■ **YOUR OBJECTIVE**
Output the records exactly. Include every line.

■ **INPUT RECORDS**

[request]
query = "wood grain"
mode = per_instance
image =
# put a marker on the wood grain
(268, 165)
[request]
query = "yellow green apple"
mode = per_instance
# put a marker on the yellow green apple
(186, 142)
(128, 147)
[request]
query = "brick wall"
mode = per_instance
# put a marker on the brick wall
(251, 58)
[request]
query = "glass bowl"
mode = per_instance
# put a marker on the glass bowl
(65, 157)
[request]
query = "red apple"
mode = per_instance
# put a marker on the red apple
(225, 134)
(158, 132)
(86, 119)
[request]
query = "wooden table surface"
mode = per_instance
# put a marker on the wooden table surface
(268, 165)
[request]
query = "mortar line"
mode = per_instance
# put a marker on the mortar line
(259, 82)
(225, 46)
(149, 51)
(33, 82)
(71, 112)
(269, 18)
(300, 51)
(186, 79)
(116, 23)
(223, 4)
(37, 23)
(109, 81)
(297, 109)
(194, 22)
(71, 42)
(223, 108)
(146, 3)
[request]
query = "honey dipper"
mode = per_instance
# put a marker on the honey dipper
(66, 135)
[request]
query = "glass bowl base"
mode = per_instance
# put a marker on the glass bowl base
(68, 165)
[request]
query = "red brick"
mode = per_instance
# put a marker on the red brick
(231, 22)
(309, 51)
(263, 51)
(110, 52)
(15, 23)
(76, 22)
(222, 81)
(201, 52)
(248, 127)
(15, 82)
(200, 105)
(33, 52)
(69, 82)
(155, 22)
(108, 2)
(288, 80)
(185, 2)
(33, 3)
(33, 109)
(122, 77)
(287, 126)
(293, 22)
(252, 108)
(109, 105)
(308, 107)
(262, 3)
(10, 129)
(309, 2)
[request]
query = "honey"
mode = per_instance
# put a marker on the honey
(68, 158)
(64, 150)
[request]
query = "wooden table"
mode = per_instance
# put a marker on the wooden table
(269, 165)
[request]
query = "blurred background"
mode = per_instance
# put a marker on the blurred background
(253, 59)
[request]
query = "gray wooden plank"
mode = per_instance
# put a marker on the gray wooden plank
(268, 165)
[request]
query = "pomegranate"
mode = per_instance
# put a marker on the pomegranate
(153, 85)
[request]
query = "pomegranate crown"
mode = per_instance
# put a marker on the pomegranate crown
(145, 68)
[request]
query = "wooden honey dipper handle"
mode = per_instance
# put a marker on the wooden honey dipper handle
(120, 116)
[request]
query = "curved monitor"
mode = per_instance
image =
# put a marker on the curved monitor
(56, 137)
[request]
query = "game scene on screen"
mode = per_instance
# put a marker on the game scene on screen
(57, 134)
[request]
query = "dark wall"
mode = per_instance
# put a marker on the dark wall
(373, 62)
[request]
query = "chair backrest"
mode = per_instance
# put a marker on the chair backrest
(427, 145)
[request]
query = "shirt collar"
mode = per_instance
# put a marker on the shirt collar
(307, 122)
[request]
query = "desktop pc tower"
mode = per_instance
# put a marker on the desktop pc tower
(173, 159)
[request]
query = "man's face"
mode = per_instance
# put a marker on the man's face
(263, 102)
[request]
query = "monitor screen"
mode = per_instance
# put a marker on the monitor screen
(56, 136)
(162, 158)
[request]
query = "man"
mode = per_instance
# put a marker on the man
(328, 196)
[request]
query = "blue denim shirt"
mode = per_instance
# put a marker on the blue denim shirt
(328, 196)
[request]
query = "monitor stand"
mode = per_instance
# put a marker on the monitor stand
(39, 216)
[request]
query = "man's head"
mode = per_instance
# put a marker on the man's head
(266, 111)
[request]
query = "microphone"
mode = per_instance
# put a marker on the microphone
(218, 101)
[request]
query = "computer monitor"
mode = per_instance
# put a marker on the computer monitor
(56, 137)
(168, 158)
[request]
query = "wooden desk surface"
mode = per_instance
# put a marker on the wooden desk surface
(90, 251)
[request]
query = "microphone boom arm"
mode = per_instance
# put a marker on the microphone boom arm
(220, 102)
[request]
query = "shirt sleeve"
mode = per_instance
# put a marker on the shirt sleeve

■ **WRITTEN REPLY**
[request]
query = "wood grain"
mode = per_instance
image =
# put a marker on the wood grain
(268, 165)
[request]
query = "yellow green apple"
mode = per_instance
# put a marker on the yellow green apple
(186, 142)
(128, 147)
[request]
query = "brick wall"
mode = per_instance
# put a marker on the brick wall
(251, 58)
[request]
query = "glass bowl"
mode = per_instance
# put a marker on the glass bowl
(65, 157)
[request]
query = "red apple"
mode = per_instance
# put a marker on the red apple
(225, 134)
(158, 132)
(86, 119)
[request]
query = "wooden table surface"
mode = per_instance
# put a marker on the wooden table surface
(268, 165)
[request]
query = "mortar line"
mode = per_instance
# put a marker on the mortar line
(259, 82)
(225, 46)
(149, 51)
(33, 82)
(71, 112)
(269, 18)
(300, 51)
(186, 79)
(116, 23)
(223, 4)
(37, 23)
(109, 81)
(297, 109)
(194, 22)
(71, 42)
(223, 108)
(146, 3)
[request]
query = "honey dipper"
mode = per_instance
# put a marker on the honey dipper
(66, 135)
[request]
query = "glass bowl base"
mode = per_instance
# put a marker on the glass bowl base
(68, 165)
[request]
query = "red brick"
mode = per_instance
# put a marker on the red brick
(231, 22)
(309, 51)
(263, 51)
(110, 52)
(15, 23)
(76, 22)
(222, 81)
(201, 52)
(248, 127)
(15, 82)
(200, 105)
(33, 52)
(69, 82)
(155, 22)
(108, 2)
(288, 80)
(185, 2)
(33, 3)
(33, 109)
(122, 77)
(287, 126)
(293, 22)
(252, 108)
(109, 105)
(308, 107)
(262, 3)
(10, 129)
(309, 2)
[request]
query = "honey"
mode = per_instance
# put a marker on the honey
(68, 158)
(64, 150)
[request]
query = "wooden table"
mode = per_instance
# put a marker on the wooden table
(269, 165)
[request]
query = "blurred background"
mode = per_instance
# put a marker on the blurred background
(253, 59)
[request]
query = "gray wooden plank"
mode = per_instance
# put a marker on the gray wooden plank
(268, 165)
[request]
query = "pomegranate"
mode = per_instance
# put a marker on the pomegranate
(153, 85)
[request]
query = "pomegranate crown"
mode = per_instance
# put a marker on the pomegranate crown
(145, 68)
[request]
query = "wooden honey dipper handle"
mode = per_instance
# put a marker on the wooden honey dipper handle
(120, 116)
[request]
query = "curved monitor"
mode = per_instance
image =
# put a marker on the curved monitor
(56, 137)
[request]
query = "game scene on screen"
mode = per_instance
# put a marker on the game scene on screen
(57, 134)
[request]
query = "dark wall"
mode = per_instance
# put a marker on the dark wall
(373, 62)
[request]
query = "chair backrest"
mode = per_instance
# put a marker on the chair backrest
(427, 145)
[request]
query = "shirt collar"
mode = per_instance
# put a marker on the shirt collar
(307, 122)
[request]
query = "desktop pc tower"
mode = per_instance
# put a marker on the desktop pc tower
(173, 159)
[request]
query = "man's face"
mode = per_instance
# put a marker on the man's face
(263, 102)
[request]
query = "monitor screen"
mode = per_instance
# put a marker on the monitor screen
(56, 136)
(162, 158)
[request]
query = "man"
mode = per_instance
# put a marker on the man
(328, 196)
[request]
query = "blue denim shirt"
mode = per_instance
# put a marker on the blue denim shirt
(328, 196)
[request]
query = "monitor stand"
mode = per_instance
# put a marker on the monitor stand
(39, 216)
[request]
query = "man's head"
mode = per_instance
# put a marker on the man's head
(266, 111)
[request]
query = "microphone"
mode = per_instance
# put a marker on the microphone
(218, 101)
[request]
query = "computer monitor"
mode = per_instance
# put a marker on the computer monitor
(56, 137)
(168, 158)
[request]
query = "wooden desk surface"
mode = per_instance
# put a marker on the wooden desk surface
(90, 251)
[request]
query = "microphone boom arm"
mode = per_instance
# put a marker on the microphone boom arm
(220, 102)
[request]
query = "shirt sleeve"
mode = per_instance
# put a marker on the shirt sleeve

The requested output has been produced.